━━━━━ DOCUMENT TEXT

What I like about the approach

The best part of Self-Harness is its restraint.

It does not say the agent can rewrite everything about itself. It narrows the target to harness edits. It uses verifier-grounded failures. It asks for minimal proposals. It validates with regression tests.

That makes the idea operational.

A practical Self-Harness system could evolve things like:

preflight dependency checks;
mandatory artifact verification;
loop-breaking rules for repeated tool failures;
shell-state preservation wrappers;
structured output parsers;
subagent decomposition policies;
task-specific middleware.

These are not mystical upgrades. They are boring pieces of operational discipline. But boring discipline is exactly what makes agents more reliable.

Caveats

There are still hard problems.

Regression tests can miss harms. Held-out benchmarks may not represent real user workflows. A harness edit that helps one task family may hurt another. If the proposal space becomes too broad, the system may create complexity faster than it creates reliability.

There is also a governance question: who gets to approve persistent changes to an agent's operating rules? For personal agents, I would want the system to propose harness patches, show evidence, and let the owner inspect or approve durable changes.

━━━━━━━━━━

Answer these questions from the Self-Harness text:
1. What does the approach use to validate its edits?
2. What does the text say boring discipline makes agents?
3. For personal agents, who should be able to inspect or approve durable changes?

━━━━━ EXCERPTED RECORDS

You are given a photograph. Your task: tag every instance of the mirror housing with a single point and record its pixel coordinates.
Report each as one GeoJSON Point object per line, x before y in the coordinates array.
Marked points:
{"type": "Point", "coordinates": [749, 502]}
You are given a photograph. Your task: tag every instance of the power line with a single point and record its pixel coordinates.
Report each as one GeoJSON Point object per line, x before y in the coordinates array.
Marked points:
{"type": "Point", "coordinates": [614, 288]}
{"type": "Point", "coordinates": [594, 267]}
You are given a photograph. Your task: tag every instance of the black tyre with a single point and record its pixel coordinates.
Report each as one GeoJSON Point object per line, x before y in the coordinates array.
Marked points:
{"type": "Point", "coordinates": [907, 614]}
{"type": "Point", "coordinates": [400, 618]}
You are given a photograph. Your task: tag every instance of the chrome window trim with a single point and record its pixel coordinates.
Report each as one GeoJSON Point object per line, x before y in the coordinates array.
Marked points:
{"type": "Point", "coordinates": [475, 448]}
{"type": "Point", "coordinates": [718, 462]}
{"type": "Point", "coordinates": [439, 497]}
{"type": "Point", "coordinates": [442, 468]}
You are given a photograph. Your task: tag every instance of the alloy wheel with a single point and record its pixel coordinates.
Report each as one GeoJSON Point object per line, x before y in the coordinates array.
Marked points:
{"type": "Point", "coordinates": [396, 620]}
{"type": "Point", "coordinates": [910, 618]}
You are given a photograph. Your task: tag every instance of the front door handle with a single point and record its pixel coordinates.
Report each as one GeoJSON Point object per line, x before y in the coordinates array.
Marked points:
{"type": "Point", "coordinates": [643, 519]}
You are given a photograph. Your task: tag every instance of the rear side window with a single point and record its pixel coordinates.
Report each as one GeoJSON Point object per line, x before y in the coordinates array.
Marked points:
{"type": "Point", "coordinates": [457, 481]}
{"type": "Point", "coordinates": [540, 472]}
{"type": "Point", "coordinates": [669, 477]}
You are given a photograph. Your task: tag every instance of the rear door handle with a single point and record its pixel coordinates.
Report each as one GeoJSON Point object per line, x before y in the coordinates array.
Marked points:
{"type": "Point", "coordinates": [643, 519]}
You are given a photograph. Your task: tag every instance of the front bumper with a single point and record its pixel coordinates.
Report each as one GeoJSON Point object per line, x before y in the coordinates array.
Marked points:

━━━━━━━━━━

■ SOLUTION BELOW:
1. Regression tests.
2. More reliable.
3. The owner.